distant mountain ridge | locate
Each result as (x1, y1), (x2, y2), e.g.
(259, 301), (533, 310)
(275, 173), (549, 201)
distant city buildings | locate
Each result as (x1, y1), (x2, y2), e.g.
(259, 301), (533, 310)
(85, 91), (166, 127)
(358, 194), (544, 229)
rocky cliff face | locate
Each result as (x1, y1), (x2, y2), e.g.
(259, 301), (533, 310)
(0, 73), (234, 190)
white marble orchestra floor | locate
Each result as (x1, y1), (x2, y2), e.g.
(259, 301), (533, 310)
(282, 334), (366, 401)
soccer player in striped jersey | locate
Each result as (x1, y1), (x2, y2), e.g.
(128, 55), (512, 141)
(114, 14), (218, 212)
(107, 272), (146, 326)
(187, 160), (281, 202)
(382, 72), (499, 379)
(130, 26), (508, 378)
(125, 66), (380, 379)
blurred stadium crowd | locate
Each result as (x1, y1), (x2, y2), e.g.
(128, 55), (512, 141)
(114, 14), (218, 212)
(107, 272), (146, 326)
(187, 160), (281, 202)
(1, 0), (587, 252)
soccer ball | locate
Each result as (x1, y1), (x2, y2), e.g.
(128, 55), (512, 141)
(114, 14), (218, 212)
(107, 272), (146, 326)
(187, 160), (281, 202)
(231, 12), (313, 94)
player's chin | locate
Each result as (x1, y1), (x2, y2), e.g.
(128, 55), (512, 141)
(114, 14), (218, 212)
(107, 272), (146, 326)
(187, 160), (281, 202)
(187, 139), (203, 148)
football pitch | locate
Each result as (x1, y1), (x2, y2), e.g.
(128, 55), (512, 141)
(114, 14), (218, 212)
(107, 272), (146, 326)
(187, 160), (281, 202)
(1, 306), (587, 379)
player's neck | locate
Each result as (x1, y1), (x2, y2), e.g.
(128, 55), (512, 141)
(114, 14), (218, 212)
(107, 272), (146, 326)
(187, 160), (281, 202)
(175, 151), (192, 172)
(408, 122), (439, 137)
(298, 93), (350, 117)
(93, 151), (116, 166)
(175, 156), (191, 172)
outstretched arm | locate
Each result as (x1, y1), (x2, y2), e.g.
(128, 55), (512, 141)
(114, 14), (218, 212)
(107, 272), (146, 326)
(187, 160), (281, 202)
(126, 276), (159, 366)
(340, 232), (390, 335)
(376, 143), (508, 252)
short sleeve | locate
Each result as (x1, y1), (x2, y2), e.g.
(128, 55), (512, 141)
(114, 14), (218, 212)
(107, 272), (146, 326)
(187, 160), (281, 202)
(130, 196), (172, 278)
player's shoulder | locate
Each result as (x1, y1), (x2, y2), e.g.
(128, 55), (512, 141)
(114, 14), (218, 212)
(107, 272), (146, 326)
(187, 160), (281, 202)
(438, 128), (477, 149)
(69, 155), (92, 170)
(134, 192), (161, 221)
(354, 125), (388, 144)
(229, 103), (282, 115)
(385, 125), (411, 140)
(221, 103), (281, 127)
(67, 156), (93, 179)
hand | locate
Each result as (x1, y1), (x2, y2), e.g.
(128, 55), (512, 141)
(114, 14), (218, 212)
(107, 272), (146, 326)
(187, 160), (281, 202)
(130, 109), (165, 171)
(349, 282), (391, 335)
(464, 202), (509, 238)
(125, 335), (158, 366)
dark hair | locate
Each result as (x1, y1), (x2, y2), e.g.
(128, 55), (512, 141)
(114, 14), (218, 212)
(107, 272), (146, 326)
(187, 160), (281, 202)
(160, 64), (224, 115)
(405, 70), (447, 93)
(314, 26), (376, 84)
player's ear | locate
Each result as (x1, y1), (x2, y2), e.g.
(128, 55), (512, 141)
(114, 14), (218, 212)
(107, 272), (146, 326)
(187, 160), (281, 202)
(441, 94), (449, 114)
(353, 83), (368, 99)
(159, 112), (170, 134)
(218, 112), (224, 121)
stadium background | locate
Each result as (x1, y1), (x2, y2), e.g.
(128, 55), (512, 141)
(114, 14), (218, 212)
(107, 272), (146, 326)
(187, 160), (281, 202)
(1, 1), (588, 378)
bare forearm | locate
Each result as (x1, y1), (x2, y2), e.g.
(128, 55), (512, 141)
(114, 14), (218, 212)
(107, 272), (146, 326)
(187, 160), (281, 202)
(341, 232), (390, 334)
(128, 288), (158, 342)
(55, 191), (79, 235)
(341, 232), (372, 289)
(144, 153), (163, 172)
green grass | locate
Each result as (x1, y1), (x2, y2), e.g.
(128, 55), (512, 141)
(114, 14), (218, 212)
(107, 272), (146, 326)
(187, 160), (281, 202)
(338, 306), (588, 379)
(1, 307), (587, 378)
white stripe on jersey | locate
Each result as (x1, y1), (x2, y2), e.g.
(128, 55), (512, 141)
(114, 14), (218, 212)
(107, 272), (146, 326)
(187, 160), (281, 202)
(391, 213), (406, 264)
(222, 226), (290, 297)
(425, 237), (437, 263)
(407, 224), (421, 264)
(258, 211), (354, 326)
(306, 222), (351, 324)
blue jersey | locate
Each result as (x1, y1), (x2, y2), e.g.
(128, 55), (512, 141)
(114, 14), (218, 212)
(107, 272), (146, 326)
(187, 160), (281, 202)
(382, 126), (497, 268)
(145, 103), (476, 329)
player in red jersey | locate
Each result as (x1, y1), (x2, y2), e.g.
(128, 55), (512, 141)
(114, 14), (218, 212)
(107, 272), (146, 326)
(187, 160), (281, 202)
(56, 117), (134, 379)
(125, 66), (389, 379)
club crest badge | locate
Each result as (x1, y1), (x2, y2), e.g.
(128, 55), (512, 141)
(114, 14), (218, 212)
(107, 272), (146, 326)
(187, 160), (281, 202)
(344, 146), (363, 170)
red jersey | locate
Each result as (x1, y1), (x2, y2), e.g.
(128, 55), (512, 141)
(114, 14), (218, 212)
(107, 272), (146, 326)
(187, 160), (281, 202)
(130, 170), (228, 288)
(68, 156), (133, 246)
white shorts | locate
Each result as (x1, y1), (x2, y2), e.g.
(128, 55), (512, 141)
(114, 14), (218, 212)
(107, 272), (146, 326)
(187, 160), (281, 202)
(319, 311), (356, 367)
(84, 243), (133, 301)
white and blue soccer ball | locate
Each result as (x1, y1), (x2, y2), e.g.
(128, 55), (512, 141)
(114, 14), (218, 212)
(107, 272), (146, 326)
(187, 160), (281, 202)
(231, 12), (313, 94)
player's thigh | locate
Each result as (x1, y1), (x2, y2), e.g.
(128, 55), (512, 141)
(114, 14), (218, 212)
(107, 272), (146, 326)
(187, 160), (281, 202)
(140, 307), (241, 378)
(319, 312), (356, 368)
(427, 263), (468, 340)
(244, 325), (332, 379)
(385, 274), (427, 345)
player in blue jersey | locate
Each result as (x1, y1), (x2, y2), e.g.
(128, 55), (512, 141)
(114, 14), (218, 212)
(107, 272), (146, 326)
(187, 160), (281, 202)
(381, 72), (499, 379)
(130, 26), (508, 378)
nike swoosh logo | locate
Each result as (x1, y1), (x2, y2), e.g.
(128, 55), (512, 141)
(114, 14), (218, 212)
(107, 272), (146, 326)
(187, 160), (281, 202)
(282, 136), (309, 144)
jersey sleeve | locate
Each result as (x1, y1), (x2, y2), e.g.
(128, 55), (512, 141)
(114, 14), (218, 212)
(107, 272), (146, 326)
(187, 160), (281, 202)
--*--
Each line above that has "soccer" adds one to the count; say the final count with no other text.

3